I use a xenforo board (as a user, not admin) and I like it just fine, except the company has limited our avatars. I think that is a company decision, and not a limitation of the software. It has a really nice "like" option that is not obtrusive at all.

It also has some social media hooks in it where you can display tweets and facebook posts on the home page.

And it seems like users have a great deal of flexibility in their preferences.


----------



## Fofer

How do these suggested vBulletin alternatives work (if at all) with mobile clients like ForumRunner and/or Tapatalk?


----------



## dthmj

Fofer said:


> How do these suggested vBulletin alternatives work (if at all) with mobile clients like ForumRunner and/or Tapatalk?


Xenforo works with both.


----------



## Adam1115

I would guess that migrating the data would be difficult if not impossible.... that would be a tough thing for many users.


----------



## Fofer

Adam1115 said:


> I would guess that migrating the data would be difficult if not impossible.... that would be a tough thing for many users.


Many support importing. I see Xenforo does, at least.

If switching platforms also meant losing all current threads, that would be quite terrible indeed, IMO.


----------



## Hank

https://xenforo.com/help/importing/



> XenForo has the ability to import data from other forum software, a process also known as converting. Version 1.2 of XenForo supports importing data from the following:
> vBulletin 3.6, 3.7, 3.8, and 4.x.
> Invision Power Board 3.x.
> phpBB 3.0.
> MyBB 1.6
> XenForo 1.2 = 1.4


----------



## David Bott

I would never do it if we would loose data. 

Thanks for thinking of doing a funding project, but money really is not the issue. But nice of you to think of it.

And yes, Hank was a great, great help.


----------



## Alfer

Did I miss a memo as to why the YouTube link disappeared from the Quick Reply box but is still available using the normal post "Reply" method?

- _SOURCE INFORMATION_:
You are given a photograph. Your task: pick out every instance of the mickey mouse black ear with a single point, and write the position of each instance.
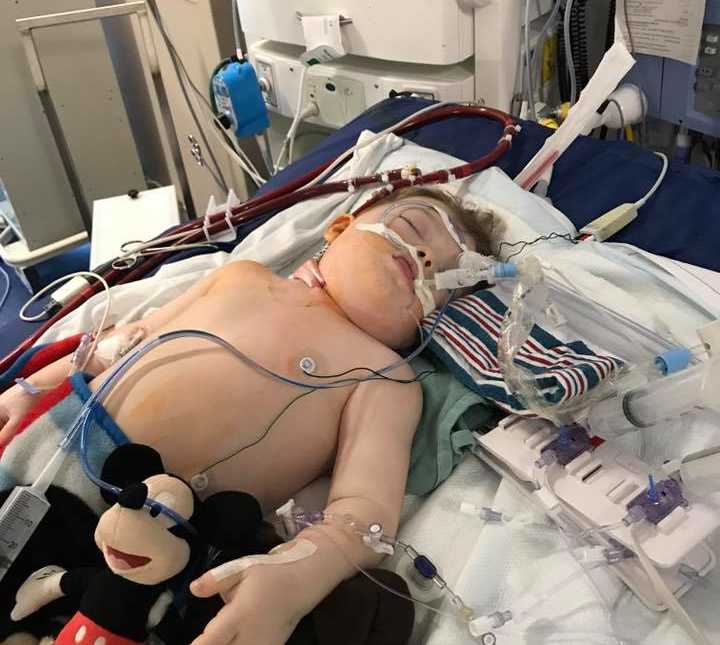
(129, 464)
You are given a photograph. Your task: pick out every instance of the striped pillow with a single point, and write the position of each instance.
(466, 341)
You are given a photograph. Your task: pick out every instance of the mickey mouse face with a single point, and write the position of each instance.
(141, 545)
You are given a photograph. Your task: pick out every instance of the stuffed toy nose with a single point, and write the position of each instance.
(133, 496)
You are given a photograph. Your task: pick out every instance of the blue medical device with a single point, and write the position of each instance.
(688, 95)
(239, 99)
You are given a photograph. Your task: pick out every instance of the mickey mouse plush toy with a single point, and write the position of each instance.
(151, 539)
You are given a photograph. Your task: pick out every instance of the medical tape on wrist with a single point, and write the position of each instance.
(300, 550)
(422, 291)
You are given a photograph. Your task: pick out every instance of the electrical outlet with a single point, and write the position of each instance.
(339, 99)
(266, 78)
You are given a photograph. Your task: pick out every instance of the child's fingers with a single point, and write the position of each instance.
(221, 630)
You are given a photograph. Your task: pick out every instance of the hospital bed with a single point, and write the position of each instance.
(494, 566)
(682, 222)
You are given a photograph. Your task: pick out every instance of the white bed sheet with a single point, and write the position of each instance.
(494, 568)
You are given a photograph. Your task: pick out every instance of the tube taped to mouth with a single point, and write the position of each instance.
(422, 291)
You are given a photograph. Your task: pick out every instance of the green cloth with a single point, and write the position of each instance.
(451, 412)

...

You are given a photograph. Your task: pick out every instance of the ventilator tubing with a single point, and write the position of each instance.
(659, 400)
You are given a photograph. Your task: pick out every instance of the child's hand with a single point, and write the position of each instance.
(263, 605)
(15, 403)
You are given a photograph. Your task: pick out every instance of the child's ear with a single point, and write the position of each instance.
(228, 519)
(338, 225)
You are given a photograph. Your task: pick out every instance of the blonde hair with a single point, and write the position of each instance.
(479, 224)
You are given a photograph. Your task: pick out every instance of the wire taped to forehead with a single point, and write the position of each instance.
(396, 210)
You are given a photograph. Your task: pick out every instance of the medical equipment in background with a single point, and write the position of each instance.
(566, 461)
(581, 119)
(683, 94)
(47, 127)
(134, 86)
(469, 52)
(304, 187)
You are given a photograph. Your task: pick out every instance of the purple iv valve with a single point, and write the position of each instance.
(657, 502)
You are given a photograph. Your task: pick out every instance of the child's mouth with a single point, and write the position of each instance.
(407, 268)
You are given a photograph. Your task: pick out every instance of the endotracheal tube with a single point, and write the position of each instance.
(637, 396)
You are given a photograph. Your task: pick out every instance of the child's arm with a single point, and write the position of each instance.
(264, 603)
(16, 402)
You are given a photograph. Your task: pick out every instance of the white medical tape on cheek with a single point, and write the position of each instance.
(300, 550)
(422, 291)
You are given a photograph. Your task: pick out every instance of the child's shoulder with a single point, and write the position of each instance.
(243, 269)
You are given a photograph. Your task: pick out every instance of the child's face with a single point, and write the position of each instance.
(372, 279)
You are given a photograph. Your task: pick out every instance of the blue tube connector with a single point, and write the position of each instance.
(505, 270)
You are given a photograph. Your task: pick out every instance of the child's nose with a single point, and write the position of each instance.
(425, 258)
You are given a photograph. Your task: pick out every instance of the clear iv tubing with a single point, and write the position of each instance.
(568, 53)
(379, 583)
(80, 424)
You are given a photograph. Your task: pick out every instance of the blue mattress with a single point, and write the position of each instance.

---

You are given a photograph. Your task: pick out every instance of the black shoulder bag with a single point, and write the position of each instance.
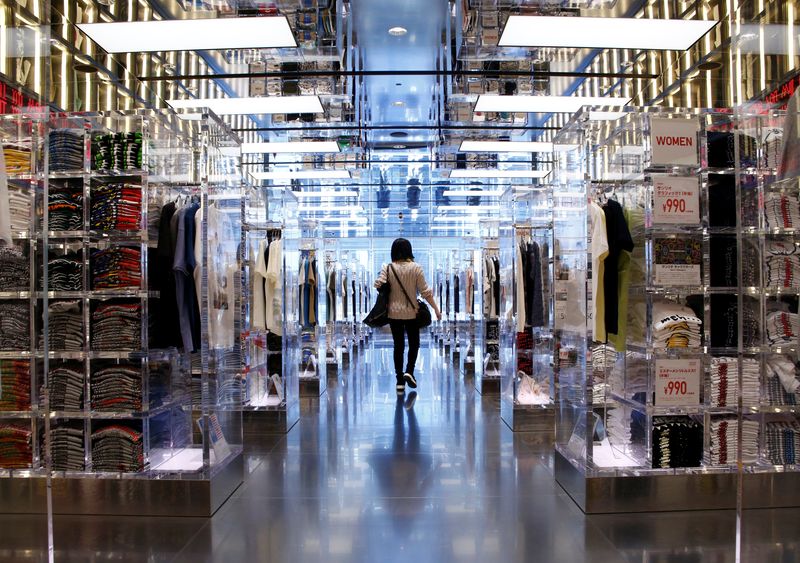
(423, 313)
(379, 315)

- _TASK GOAL_: Pick up the forum thread about vBulletin alternatives after Alfer's question about the YouTube link and continue it.

- _EXERCISE ANSWER_:
----------



## Mike Lang

It might have been a 3.6 hack not compatible with 3.8. It should be easy enough to find a new one though.


----------



## Fofer

No, if that were the case it wouldn't appear in the normal Reply toolbar's template either. But it does. It just needs to be added back to the Quick Reply's toolbar template too now.


----------



## David Bott

I put back the old template to fix it. If you recall I was trying to find out why quick reply took longer replying on large threads. So I put it back the way Vb has the template. It did not help. I forgot to put it back as I never noticed the icons.


----------



## Alfer

Thanks.

Quick Reply seems a BIT snappier than before but still slower than the standard reply system.... time will tell I guess.


----------



## David Bott

As mentioned, noting can be fixed with regards to quick reply. It will be fast on normal thread but slower as the thread gets larger and larger. But we are talking very large.

No idea why.


----------



## inaka

Don't upgrade to vBulletin 4 or especially vBulletin. 
They're horrible.

Stick with vb3.


----------



## inaka

This is old news, but worth a shot just in case there was one tip that slipped through the cracks:

*Tips on optimizing vB3 in Admin*

You can also tweak your .htaccess file, optimize images, optimize javascript and css, etc.


----------



## eddyj

I have been getting "duplicate post" messages when I post. The post does post, but it seems like it tries to post twice, and gives me the message. Had this happen last night with Forum Runner and this morning using Chrome on my computer.


----------



## David Bott

Ponding. No changes to the site and you are the first to report this and we have been online with the new server/software for sometime now.

No idea what to look for I am sorry to say.


----------



## eddyj

I've only seen it a few times (and I post a lot! ), so hopefully just a glitch.


----------



## jilter

Getting the same -"duplicate post" on Forum Runner. Only my posts are not getting posted.
I know FR is no longer supported, did not know if you wanted feedback anyways.
Eta: that one got through!


----------



## eddyj

jilter said:


> Getting the same -"duplicate post" on Forum Runner. Only my posts are not getting posted.
> I know FR is no longer supported, did not know if you wanted feedback anyways.
> Eta: that one got through!


Note that mine seemed to fail, but when I went out and refreshed the thread, the posts were there.


----------



## Hank

David Bott said:


> Ponding. No changes to the site and you are the first to report this and we have been online with the new server/software for sometime now.
> 
> No idea what to look for I am sorry to say.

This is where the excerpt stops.